→ **Série de tâches**:
#1 Traduisez en anglais la phrase suivante, tirée du texte sur les finances locales : « Or pour investir, un opérateur, quel qu'il soit, a besoin de prévisibilité de ses ressources. »
#2 Poursuivez le texte sur les finances locales après sa dernière phrase.

======== Extrait choisi ========

C. LE CHEF D'oeUVRE INCONNU : LES LOIS DE PROGRAMMATION PLURIANNUELLES DES FINANCES PUBLIQUES
Les collectivités territoriales, et les communes en particulier, jouent un rôle essentiel dans la vie économique française. Outre les services essentiels qu'elles assurent quotidiennement au profit de leurs administrés, elles participent grandement à l'investissement. En effet, les collectivités territoriales sont à l'origine de 70 % de cet investissement, soit 65 milliards d'euros en 2021141(*). Le bloc communal est responsable de 38,5 milliards d'euros de ces investissements142(*), soit plus de la moitié.
Or pour investir, un opérateur, quel qu'il soit, a besoin de prévisibilité de ses ressources. Les communes n'échappent pas à cette règle.
Le constat sur l'état des finances locales est connu et unanime. Comme le souligne le Charles Guené, les collectivités « font face à un manque de visibilité et de prévisibilité qui résulte aussi bien de leur dépendance accrue aux financements étatiques que de l'illisibilité du système »143(*). Les réformes récentes de la fiscalité locale, dont la suppression de la taxe d'habitation, illustrent le défaut d'information préalable des collectivités territoriales qui sont pourtant directement concernées par ces changements. Lors de l'examen du projet de loi de finances pour 2020, la commission des lois avait souligné le manque de concertation en amont des élus locaux, d'une part, et regretté le choix du Gouvernement de ne pas débattre de cette suppression dans un texte centré sur la fiscalité locale, d'autre part144(*).
En outre, selon le sénateur Agnès Canayer, le manque de lisibilité des finances locales est aussi dû à « l'émiettement des mesures budgétaires et fiscales ayant une incidence sur les ressources comme les dépenses des collectivités territoriales dans le projet de loi de finances »145(*). Elle souligne à cet égard que la mission « Relation avec les collectivités territoriales » (RCT) ne représente qu'une part résiduelle des transferts financiers de l'État aux collectivités territoriales. Selon le projet de loi de finances initial pour 2023, la mission « RCT » portait sur 4 % de ces montants. Cela représente environ 4,4 milliards d'euros sur 107,6 milliards transférés par l'État aux collectivités.
Le débat parlementaire sur les finances publiques apparaît donc morcelé, empêchant toute vision d'ensemble. Pour le sénateur Charles Guené, « il n'existe pas de cadre législatif retraçant de manière globale les prévisions de recettes et de dépenses des collectivités territoriales pour l'année. Du fait de la bipartition des lois de finances, ces dispositions sont éclatées entre la première (prélèvements sur recettes, impôts locaux) et la seconde partie (répartition des concours financiers de l'État et des fonds de péréquation). »146(*)
L'introduction à l'article 34 de la Constitution des lois de programmation des finances publiques (LPFP) aurait pu changer la donne et offrir aux élus locaux une meilleure prévisibilité de l'évolution des dotations d'État.

======== Données extraites ========

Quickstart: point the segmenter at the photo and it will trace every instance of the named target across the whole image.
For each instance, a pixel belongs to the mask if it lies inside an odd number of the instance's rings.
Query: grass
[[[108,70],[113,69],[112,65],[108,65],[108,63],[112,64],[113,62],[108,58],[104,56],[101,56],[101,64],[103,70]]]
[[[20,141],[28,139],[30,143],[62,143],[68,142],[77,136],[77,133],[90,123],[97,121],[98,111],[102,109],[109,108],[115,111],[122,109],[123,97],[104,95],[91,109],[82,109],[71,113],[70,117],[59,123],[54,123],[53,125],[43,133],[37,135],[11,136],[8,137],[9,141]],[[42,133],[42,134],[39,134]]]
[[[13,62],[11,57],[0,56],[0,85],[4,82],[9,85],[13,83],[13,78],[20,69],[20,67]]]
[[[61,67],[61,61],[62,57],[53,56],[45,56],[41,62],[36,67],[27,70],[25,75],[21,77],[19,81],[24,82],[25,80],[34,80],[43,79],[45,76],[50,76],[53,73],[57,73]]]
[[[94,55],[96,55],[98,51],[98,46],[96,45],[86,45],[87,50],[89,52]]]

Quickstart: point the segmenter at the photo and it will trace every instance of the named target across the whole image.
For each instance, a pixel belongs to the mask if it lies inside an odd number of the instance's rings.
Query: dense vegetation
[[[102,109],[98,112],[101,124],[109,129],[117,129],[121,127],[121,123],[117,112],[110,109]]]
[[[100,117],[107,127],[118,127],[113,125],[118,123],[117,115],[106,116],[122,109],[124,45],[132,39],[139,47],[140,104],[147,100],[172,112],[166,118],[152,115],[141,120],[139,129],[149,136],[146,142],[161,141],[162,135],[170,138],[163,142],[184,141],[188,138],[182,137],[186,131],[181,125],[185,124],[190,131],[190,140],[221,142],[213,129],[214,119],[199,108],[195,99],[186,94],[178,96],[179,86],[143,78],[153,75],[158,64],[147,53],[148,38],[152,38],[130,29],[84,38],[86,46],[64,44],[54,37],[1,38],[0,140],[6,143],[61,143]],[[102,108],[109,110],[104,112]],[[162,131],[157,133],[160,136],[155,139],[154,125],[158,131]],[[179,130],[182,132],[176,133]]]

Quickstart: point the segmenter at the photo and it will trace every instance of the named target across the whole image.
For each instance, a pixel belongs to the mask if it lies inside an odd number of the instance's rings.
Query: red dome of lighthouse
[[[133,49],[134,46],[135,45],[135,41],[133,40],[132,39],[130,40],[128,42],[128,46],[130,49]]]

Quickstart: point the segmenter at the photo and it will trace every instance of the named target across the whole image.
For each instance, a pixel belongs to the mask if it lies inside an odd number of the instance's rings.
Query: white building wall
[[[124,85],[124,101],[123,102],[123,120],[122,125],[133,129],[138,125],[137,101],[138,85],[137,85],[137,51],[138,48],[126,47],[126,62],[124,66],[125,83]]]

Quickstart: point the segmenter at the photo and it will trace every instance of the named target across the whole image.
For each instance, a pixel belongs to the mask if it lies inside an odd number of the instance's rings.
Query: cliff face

========

→ **Réponses par tâche**:
#1 Yet in order to invest, any operator, whatever its nature, needs its resources to be predictable.

#2
Néanmoins, en pratique, l'expérience a plutôt été mitigée voire négative. En effet, comme le note le Charles Guené dans l'avis cité précédemment, « les dernières lois de programmation des finances publiques (LPFP) se sont attachées à contraindre l'évolution de leurs dépenses de fonctionnement par la définition d'un objectif d'évolution de la dépense locale (Odedel), ce qui revient à assumer la réduction drastique des marges de manoeuvres laissées aux collectivités territoriales dont les choix de gestion sont désormais particulièrement contraints »147(*).
Il poursuit en précisant qu'« en LPFP 2018-2022, le suivi de cet objectif a été assorti d'un mécanisme contractuel contraignant de surveillance et de sanction, les “contrats de Cahors”, portant une atteinte claire à la libre administration des collectivités territoriales ».148(*) La même problématique est apparue lors de l'examen, à l'automne 2022, du dernier projet de loi de programmation des finances publiques pour les années 2023 à 2027. L'article 23 de ce texte prévoyait notamment un dispositif d'association des collectivités à l'objectif de redressement des dépenses publiques. Particulièrement décrié, il a été rejeté par les deux assemblées. Le rapporteur général de la commission des finances du Sénat, Jean-François Husson, a d'ailleurs qualifié ce mécanisme de « liberté surveillée », estimant qu'il s'agissait d'un dispositif très proche des anciens « contrats de Cahors »149(*).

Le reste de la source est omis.